* **GIVEN PROBLEM**:
Rewrite the part of the data that opens with the line containing "spot the high-rise" and closes at the end of the data, replacing "marker" with "pin" and changing nothing else. Return only those lines.
-------- DATA --------
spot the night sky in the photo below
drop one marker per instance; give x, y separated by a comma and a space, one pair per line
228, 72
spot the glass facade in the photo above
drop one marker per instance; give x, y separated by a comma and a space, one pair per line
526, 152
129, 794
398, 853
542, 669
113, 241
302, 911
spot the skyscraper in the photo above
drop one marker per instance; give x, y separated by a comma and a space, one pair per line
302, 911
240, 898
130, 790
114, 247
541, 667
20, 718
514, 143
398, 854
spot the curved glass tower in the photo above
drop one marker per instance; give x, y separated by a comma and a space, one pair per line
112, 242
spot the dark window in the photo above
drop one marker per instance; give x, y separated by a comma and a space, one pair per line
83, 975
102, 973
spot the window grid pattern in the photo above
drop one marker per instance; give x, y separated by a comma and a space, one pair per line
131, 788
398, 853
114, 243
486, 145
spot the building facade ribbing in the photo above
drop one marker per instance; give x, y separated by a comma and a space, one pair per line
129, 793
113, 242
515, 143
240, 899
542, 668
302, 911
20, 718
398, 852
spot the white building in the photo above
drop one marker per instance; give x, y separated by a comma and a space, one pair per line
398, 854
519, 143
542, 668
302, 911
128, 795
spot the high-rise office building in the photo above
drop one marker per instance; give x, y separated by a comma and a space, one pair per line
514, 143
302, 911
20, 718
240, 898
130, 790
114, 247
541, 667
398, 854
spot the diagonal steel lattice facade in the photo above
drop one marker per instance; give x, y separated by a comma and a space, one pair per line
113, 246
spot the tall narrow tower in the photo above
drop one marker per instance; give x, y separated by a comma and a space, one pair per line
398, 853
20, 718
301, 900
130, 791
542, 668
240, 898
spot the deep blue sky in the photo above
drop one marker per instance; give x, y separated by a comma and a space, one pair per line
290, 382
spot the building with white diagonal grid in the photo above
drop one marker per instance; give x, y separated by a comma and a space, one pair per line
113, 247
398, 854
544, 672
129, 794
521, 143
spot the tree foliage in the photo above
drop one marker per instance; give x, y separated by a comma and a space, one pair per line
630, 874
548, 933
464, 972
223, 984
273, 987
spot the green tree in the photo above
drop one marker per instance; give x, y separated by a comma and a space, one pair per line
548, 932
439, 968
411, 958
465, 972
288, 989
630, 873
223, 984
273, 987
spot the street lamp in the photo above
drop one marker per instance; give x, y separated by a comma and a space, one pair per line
--------
* **OUTPUT FOR THIS EXERCISE**:
spot the high-rise office building in the photo above
drop one pin per instance; give x, y separated by a comma and a space, one pair per line
514, 143
302, 911
20, 718
240, 898
130, 790
114, 247
541, 667
398, 854
spot the diagonal steel lattice facade in the photo above
drop one pin per instance; give x, y separated by a comma and a space, one pair per line
113, 246
spot the tall narrow tower in the photo above
drop one pin per instance; give x, y separated by a comma and a space, one pair per line
398, 853
20, 718
301, 900
130, 791
542, 668
240, 898
spot the deep blue sky in the photo above
drop one pin per instance; give x, y separated by a comma and a space, one pair per line
290, 382
spot the building with white diagonal grid in the photo above
drop one pin per instance; give x, y separated by a comma and a space, one pair per line
113, 247
398, 854
544, 672
129, 794
521, 143
spot the tree foliage in the photo above
drop one pin per instance; give x, y separated by a comma and a space, one pair per line
630, 874
548, 933
464, 972
223, 984
273, 987
spot the green tree in the photo above
drop one pin per instance; give x, y separated by a comma and a space, one pair per line
548, 932
439, 968
411, 958
465, 972
288, 989
630, 873
223, 984
273, 987
spot the street lamp in the photo above
drop one pin per instance; give x, y separated by a comma and a space, one pair per line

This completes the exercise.